— SET PROBLEM —
Render each line of the data below as a JSON list of strings, with one string per line and blank lines omitted.

— THE DATA —
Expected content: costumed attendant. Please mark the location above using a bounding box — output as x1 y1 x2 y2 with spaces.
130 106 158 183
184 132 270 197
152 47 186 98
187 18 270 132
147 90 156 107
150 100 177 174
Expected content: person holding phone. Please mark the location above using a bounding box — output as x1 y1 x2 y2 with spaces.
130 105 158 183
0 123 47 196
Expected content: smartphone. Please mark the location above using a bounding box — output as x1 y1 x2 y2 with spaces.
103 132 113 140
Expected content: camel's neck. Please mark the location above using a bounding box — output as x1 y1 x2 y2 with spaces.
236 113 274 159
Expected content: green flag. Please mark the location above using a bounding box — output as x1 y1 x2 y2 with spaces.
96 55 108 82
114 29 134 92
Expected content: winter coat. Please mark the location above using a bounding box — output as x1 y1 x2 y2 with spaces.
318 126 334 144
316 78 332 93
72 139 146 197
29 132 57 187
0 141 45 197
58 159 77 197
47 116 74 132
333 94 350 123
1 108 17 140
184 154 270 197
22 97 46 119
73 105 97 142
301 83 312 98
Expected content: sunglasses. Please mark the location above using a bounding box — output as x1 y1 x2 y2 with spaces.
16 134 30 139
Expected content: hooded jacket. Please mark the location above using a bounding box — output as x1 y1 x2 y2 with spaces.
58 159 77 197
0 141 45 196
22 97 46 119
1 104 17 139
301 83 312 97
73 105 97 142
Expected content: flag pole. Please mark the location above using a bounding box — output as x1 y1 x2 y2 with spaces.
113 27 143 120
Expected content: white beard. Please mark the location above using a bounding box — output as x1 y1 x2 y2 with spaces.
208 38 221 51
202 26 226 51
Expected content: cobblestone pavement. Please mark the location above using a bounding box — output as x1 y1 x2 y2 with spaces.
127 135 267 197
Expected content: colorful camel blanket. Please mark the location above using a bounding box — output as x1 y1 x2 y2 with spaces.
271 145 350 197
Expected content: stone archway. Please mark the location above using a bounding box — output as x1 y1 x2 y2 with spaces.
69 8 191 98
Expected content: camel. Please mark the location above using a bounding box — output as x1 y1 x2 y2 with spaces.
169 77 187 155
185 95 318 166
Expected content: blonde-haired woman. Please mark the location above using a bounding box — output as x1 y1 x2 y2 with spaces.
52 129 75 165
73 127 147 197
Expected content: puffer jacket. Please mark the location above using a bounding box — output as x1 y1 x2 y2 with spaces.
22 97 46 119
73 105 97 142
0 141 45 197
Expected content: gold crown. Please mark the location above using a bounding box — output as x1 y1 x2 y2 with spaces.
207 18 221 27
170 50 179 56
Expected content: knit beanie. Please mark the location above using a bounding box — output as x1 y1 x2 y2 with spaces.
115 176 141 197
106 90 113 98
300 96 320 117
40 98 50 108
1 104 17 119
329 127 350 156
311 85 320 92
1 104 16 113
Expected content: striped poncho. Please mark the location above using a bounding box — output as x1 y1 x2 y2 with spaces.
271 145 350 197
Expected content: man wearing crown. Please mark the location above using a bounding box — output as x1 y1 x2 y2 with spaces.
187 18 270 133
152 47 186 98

— REPLY —
[
  "Expected content: costumed attendant. Please mark the location above using a bounding box — output as x1 y1 x2 y2 with spaces.",
  "130 106 158 183",
  "184 132 270 197",
  "152 47 186 98",
  "187 18 270 132",
  "147 90 156 107",
  "150 100 177 174",
  "Expected content: person holding phone. Please mark the location above using a bounding box — output as x1 y1 x2 y2 with spaces.",
  "130 105 158 183",
  "0 123 47 196",
  "Expected content: smartphone. Please mark the location above using a bounding box — output as x1 y1 x2 y2 with spaces.",
  "103 132 113 140",
  "Expected content: camel's neck. Please mark the location above using a bounding box — output as x1 y1 x2 y2 with spaces.",
  "236 113 274 159",
  "Expected content: green flag. Please mark the location above using a bounding box — output as x1 y1 x2 y2 with spaces.",
  "96 55 108 82",
  "114 29 134 92",
  "Expected content: winter coat. Please mark the location above using a bounding box — output as x1 y1 x2 y2 with spaces.",
  "318 126 334 144",
  "316 78 332 93",
  "72 139 146 197",
  "29 132 57 187",
  "0 141 45 197",
  "58 159 77 197",
  "47 116 74 132",
  "333 94 350 123",
  "1 108 17 140",
  "184 154 270 197",
  "22 97 46 119",
  "73 105 97 142",
  "301 83 312 98",
  "Expected content: sunglasses. Please mark the location above using a bounding box — output as x1 y1 x2 y2 with spaces.",
  "16 134 30 139",
  "Expected content: hooded jacket. Please mark the location above using a bounding box — output as x1 y1 x2 y2 with spaces.",
  "58 159 77 197",
  "0 141 45 196",
  "22 97 46 119",
  "1 104 17 139",
  "301 83 312 97",
  "73 105 97 142",
  "Expected content: flag pole. Please mark the location above using a bounding box — output as x1 y1 x2 y2 with spaces.",
  "113 27 143 120",
  "Expected content: white beard. Please mark the location above using a bounding box — output as x1 y1 x2 y2 with spaces.",
  "208 38 221 51",
  "202 26 226 51",
  "Expected content: cobblestone pavement. Please mark the location above using a bounding box — output as x1 y1 x2 y2 with spaces.",
  "127 135 267 197",
  "Expected content: colorful camel blanket. Please mark the location above using a bounding box — output as x1 y1 x2 y2 with spaces.",
  "271 145 350 197",
  "Expected content: stone archway. Please mark the location above using a bounding box — output as x1 y1 x2 y2 with spaces.",
  "69 8 191 98",
  "Expected content: camel. Please mark the location above using a bounding box — output as x1 y1 x2 y2 with spaces.",
  "169 77 187 155",
  "185 95 318 166",
  "Expected content: blonde-haired woman. Please mark the location above using a bounding box — output as x1 y1 x2 y2 with spaces.",
  "52 129 75 165",
  "73 127 147 197",
  "Expected content: puffer jacket. Please mark the location above using a bounding box — output as x1 y1 x2 y2 with spaces.",
  "22 97 46 119",
  "73 105 97 142",
  "0 141 45 197",
  "Expected content: gold crown. Please mark the location above using a bounding box — output as x1 y1 x2 y2 with spaces.",
  "207 18 221 27",
  "170 50 179 56",
  "Expected content: knit beanie. Please mark the location above using a bounding box — output as x1 y1 x2 y2 with spaces.",
  "115 176 141 197",
  "106 90 113 98",
  "300 96 320 117",
  "40 98 50 108",
  "1 104 17 119",
  "329 127 350 156",
  "311 85 320 92",
  "1 104 16 113",
  "Expected content: striped poncho. Please mark the location above using a bounding box — output as x1 y1 x2 y2 with spaces.",
  "271 145 350 197",
  "Expected content: man wearing crown. Please mark the location above using a bounding box — output as x1 y1 x2 y2 with spaces.",
  "187 18 270 133",
  "152 47 186 98"
]